**Requirement**
Rewrite the material below as a JSON list of strings, one string per line and no blank lines, starting at the line that contains "Please segment every instance of the rectangular" and ending at the line that contains "308), (416, 303)]", with both of those lines included.

**Exercise data**

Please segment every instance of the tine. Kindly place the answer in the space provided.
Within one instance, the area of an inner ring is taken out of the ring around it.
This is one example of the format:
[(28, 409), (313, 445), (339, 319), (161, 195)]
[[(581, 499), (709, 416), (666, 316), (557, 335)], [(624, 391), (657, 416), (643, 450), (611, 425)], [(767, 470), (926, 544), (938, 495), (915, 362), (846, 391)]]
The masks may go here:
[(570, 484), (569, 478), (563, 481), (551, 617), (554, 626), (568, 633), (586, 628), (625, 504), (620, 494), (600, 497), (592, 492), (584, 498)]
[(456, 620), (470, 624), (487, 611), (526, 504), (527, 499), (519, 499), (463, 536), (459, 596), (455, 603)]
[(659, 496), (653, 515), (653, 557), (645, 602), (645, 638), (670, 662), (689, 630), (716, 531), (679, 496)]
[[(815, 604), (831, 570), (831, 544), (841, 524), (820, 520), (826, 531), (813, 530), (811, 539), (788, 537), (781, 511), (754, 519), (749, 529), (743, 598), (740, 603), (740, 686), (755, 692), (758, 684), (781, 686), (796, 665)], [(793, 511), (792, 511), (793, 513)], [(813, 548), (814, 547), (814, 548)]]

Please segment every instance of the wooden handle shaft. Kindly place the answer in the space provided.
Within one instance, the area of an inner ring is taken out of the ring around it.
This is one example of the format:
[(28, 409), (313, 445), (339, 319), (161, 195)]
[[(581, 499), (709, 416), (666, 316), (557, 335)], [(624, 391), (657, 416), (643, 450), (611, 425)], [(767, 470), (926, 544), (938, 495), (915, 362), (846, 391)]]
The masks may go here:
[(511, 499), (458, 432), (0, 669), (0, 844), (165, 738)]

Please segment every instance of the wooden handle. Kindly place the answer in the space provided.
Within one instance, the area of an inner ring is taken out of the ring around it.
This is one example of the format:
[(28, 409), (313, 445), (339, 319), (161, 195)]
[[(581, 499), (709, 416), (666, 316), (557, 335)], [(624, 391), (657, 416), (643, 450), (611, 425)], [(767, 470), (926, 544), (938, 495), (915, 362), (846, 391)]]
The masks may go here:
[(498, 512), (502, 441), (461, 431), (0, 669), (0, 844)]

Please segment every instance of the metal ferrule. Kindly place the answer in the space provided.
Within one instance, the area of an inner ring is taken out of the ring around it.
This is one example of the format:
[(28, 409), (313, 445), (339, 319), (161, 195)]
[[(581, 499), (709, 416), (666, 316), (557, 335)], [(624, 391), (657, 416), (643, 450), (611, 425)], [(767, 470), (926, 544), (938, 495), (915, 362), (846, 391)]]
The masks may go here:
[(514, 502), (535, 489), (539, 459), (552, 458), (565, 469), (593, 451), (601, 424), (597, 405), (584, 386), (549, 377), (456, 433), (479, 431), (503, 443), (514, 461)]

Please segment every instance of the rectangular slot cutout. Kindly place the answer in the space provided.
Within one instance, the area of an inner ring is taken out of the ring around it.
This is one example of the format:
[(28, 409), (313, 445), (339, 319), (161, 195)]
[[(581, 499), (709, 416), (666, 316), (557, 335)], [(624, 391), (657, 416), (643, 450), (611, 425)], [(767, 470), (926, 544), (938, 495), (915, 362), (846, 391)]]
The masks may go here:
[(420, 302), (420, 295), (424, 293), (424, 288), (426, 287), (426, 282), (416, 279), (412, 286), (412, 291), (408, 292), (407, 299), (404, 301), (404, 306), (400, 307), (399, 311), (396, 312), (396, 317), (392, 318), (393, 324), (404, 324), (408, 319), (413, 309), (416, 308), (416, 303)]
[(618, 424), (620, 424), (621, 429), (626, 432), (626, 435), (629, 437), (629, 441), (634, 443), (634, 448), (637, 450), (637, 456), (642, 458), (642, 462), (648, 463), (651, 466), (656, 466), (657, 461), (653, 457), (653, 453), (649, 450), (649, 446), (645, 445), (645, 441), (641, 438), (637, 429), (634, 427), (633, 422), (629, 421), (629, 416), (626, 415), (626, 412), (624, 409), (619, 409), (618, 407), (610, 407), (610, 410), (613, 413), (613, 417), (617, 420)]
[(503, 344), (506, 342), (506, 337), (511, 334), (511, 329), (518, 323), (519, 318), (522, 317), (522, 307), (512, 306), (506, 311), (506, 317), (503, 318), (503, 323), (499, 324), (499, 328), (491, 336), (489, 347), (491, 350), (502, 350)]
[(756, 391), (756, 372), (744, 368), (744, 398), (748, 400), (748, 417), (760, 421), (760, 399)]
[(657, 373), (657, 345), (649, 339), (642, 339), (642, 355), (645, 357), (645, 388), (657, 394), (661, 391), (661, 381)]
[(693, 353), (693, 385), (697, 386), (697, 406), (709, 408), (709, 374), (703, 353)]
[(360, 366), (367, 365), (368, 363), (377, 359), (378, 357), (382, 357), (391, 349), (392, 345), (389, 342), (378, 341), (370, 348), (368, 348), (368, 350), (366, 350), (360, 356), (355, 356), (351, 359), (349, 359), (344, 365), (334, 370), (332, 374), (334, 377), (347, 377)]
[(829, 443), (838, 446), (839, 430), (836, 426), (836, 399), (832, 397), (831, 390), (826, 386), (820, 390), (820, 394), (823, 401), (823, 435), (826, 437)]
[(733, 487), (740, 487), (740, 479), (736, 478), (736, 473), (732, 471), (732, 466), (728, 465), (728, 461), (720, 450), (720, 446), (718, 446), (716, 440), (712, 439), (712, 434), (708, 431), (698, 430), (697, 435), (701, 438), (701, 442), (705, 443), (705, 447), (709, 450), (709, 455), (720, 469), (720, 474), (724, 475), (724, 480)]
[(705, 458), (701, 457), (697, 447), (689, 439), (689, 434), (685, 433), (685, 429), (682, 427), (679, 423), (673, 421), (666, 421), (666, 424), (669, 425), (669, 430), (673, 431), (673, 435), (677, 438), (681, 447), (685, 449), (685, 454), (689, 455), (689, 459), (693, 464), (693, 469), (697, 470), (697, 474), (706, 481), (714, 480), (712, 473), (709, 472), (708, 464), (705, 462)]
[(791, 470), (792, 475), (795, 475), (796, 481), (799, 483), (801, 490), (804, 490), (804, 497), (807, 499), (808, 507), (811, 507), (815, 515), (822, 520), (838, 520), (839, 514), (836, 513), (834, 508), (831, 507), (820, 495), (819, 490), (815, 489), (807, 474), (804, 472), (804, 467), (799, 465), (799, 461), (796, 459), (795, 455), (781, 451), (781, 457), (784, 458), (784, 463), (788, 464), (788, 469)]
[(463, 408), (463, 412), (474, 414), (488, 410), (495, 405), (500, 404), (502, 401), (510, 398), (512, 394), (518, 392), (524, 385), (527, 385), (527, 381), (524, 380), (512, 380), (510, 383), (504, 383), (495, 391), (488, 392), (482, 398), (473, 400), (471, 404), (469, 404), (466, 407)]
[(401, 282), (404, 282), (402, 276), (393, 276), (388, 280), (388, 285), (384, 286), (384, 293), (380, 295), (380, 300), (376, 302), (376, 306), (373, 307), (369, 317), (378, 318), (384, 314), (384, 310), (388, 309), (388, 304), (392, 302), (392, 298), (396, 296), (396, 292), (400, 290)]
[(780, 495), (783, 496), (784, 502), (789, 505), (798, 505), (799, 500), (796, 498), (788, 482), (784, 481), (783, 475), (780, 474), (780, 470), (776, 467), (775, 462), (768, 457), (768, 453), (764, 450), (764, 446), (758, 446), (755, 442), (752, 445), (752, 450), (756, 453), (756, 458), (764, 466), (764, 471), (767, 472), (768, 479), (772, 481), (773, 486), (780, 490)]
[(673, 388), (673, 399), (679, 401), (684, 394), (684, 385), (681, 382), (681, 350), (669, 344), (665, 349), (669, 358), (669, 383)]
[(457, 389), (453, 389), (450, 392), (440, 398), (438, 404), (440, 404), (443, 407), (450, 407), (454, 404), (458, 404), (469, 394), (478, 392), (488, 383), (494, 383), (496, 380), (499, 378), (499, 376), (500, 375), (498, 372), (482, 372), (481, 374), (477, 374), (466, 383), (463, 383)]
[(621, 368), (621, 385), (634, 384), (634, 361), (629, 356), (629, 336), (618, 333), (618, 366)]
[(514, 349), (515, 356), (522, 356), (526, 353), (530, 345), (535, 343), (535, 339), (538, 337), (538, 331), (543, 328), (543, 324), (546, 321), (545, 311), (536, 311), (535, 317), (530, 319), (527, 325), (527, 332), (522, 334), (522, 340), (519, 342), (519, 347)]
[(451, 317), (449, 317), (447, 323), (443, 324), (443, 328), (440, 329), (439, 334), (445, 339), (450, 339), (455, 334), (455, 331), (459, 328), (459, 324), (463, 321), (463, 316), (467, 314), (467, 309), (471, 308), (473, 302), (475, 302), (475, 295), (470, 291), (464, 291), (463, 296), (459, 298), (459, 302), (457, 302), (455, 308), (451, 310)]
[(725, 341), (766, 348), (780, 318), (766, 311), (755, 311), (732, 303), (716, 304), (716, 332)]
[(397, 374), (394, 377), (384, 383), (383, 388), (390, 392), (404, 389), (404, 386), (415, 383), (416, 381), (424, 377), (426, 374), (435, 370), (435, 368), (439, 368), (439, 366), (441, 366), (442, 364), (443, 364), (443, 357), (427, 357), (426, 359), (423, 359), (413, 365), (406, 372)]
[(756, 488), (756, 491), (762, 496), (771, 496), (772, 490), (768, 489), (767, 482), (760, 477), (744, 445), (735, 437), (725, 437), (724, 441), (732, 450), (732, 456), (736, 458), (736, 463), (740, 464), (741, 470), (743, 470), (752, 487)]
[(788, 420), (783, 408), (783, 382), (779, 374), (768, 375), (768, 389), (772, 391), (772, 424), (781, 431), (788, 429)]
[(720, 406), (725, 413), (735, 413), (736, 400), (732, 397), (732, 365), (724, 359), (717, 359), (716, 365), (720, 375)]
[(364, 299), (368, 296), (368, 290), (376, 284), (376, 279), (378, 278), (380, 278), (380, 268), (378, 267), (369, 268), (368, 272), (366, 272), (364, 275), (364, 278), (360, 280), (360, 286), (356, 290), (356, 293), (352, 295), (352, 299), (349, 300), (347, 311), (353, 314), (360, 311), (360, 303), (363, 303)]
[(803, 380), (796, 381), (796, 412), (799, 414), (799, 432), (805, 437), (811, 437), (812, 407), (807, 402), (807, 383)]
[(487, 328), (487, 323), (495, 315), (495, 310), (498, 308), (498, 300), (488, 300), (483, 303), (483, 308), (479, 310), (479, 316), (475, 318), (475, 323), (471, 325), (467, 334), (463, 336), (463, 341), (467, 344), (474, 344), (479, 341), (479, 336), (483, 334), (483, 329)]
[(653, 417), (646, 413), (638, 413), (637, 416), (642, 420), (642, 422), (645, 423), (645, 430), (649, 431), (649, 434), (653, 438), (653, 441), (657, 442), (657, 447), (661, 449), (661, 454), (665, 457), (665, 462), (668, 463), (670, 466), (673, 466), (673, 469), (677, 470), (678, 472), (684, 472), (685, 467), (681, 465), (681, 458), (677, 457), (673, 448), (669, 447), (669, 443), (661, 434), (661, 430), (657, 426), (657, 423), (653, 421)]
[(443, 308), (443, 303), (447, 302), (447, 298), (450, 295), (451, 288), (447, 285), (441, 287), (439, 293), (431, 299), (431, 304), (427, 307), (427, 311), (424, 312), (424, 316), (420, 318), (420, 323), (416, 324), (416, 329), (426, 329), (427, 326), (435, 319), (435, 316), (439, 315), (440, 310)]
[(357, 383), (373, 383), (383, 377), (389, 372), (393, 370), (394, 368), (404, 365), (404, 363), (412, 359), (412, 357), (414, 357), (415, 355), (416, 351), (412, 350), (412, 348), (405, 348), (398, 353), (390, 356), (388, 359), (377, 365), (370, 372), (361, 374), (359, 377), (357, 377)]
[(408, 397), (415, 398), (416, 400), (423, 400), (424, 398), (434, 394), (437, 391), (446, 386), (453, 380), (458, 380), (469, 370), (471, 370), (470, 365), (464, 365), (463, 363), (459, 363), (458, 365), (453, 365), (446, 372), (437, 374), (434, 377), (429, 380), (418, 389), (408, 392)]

**Answer to this problem**
[
  "Please segment every instance of the rectangular slot cutout. Kindly place the answer in the space provided.",
  "Within one instance, the area of an inner ring is taken out of the ring around it.",
  "This is one example of the format:",
  "[(28, 409), (313, 445), (339, 319), (161, 195)]",
  "[[(581, 499), (709, 416), (666, 316), (557, 335)], [(624, 391), (657, 416), (643, 450), (611, 425)], [(767, 470), (926, 544), (938, 495), (915, 362), (846, 391)]]",
  "The masks may go here:",
  "[(420, 302), (420, 295), (424, 293), (424, 288), (426, 287), (426, 282), (416, 279), (412, 286), (412, 291), (408, 292), (407, 299), (404, 301), (404, 306), (400, 307), (399, 311), (396, 312), (396, 317), (392, 318), (393, 324), (404, 324), (408, 319), (413, 309), (416, 308), (416, 303)]"
]